> _What the task asks_
Reproduce exactly the line in which "grass field -> point" occurs and all the lines after it, ending with the last line.

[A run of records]
-----

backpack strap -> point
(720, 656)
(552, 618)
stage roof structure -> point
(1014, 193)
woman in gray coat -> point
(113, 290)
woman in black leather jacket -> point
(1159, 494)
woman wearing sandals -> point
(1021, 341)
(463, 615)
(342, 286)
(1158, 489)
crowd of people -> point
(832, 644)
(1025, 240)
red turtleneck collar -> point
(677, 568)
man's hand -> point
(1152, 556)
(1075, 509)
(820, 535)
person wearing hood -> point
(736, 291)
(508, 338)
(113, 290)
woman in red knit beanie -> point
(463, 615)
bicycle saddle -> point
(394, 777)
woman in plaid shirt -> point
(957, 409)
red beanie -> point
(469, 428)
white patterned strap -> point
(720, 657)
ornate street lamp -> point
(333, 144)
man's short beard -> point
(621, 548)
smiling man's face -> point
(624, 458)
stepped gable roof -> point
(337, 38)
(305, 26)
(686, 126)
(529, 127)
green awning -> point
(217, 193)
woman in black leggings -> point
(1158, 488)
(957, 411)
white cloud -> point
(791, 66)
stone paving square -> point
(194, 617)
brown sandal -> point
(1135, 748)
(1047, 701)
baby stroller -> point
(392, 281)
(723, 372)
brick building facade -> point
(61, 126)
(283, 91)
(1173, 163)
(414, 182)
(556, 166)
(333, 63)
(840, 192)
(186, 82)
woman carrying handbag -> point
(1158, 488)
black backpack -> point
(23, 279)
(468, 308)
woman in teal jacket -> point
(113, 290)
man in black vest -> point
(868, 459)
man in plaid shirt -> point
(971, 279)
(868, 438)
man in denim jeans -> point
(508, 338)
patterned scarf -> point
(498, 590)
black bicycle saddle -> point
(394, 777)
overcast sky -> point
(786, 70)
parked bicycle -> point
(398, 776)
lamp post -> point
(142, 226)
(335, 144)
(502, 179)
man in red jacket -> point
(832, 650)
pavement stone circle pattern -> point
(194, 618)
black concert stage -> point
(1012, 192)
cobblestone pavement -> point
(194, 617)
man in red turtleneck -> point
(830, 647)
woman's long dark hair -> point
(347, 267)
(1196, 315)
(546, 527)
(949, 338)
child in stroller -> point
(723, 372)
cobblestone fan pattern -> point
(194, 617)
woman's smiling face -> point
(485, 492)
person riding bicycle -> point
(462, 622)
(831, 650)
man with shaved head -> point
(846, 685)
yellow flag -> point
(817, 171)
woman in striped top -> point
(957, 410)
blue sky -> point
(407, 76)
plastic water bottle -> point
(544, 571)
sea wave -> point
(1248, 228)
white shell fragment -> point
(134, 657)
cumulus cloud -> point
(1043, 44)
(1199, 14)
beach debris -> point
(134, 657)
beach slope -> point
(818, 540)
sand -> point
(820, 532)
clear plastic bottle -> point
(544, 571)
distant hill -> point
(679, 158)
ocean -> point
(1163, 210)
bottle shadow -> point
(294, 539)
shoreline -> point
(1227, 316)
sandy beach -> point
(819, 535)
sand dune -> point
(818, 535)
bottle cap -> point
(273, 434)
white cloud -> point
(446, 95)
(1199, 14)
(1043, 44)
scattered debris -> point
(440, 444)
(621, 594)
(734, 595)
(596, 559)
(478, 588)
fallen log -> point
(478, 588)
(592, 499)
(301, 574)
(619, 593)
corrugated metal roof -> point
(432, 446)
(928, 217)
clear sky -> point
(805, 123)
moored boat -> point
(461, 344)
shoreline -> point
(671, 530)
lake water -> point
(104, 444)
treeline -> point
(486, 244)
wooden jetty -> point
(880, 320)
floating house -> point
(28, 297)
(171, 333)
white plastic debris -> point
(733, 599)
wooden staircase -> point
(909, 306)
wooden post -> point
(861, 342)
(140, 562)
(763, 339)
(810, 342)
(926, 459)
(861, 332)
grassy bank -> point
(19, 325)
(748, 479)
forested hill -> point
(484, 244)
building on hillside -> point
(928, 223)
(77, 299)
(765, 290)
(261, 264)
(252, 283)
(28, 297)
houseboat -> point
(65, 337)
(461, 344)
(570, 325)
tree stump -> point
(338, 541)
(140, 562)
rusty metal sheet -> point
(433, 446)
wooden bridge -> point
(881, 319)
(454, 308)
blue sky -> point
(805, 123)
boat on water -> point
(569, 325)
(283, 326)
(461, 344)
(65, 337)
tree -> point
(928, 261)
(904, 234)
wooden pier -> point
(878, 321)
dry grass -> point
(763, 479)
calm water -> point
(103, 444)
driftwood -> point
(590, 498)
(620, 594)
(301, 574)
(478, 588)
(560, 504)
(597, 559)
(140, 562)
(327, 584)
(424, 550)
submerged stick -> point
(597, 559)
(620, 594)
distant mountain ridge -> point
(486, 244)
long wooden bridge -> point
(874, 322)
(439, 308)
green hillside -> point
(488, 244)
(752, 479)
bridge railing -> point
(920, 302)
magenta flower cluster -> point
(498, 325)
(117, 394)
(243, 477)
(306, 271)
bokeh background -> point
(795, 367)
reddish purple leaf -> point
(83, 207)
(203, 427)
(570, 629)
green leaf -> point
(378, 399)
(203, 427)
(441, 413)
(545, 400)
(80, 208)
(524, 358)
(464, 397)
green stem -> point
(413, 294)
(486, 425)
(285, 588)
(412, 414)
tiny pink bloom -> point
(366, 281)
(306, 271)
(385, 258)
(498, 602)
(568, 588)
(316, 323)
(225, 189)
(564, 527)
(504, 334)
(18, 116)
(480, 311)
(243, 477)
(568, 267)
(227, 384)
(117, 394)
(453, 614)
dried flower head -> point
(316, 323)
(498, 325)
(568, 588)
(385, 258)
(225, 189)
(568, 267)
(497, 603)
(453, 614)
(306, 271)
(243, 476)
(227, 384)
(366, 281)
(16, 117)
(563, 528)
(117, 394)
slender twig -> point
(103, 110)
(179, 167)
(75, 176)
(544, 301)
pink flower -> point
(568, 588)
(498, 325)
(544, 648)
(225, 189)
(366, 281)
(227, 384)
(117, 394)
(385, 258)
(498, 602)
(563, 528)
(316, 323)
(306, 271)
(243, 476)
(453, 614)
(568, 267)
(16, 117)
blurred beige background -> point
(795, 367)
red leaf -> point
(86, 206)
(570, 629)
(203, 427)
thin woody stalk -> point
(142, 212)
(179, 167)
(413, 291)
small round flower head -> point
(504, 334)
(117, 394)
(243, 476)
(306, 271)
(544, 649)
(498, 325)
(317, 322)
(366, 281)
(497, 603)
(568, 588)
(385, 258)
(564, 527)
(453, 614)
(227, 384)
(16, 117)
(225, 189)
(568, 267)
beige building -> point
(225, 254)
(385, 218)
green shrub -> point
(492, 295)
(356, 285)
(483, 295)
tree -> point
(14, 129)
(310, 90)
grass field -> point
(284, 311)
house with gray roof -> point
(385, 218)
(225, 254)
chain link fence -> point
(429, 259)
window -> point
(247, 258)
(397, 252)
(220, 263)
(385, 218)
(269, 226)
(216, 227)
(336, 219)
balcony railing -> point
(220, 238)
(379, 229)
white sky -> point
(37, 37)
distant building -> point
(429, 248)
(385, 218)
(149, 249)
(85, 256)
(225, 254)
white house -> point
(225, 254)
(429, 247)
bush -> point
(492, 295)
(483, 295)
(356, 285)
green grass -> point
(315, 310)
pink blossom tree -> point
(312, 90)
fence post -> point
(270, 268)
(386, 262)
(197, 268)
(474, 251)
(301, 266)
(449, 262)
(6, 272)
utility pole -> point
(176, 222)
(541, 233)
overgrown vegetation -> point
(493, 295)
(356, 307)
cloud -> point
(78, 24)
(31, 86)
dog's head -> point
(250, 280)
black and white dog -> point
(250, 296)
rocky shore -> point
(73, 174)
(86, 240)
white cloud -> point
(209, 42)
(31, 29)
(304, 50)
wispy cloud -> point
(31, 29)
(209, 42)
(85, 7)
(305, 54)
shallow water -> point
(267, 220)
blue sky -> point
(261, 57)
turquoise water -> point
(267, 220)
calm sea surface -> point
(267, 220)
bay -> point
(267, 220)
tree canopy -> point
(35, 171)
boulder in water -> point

-----

> _Solution for this problem_
grass field -> point
(284, 311)
house with gray roof -> point
(385, 218)
(225, 254)
chain link fence -> point
(429, 259)
window -> point
(247, 258)
(397, 252)
(220, 263)
(385, 218)
(269, 226)
(216, 227)
(336, 219)
balcony railing -> point
(220, 238)
(379, 229)
white sky -> point
(37, 37)
distant building -> point
(429, 248)
(385, 218)
(149, 249)
(85, 256)
(225, 254)
white house -> point
(225, 254)
(429, 247)
bush -> point
(492, 295)
(483, 295)
(356, 285)
green grass -> point
(315, 310)
pink blossom tree -> point
(312, 90)
fence post -> point
(270, 268)
(386, 262)
(197, 268)
(474, 251)
(301, 266)
(449, 262)
(6, 272)
utility pole -> point
(176, 222)
(541, 233)
overgrown vegetation -> point
(493, 295)
(356, 307)
cloud -> point
(78, 24)
(31, 86)
dog's head -> point
(250, 280)
black and white dog -> point
(250, 296)
rocky shore -> point
(73, 174)
(86, 240)
white cloud -> point
(209, 42)
(31, 29)
(304, 50)
wispy cloud -> point
(31, 29)
(209, 42)
(85, 7)
(305, 54)
shallow water -> point
(267, 220)
blue sky -> point
(261, 57)
turquoise water -> point
(267, 220)
calm sea surface -> point
(267, 220)
bay -> point
(267, 220)
tree canopy -> point
(35, 171)
boulder in water -> point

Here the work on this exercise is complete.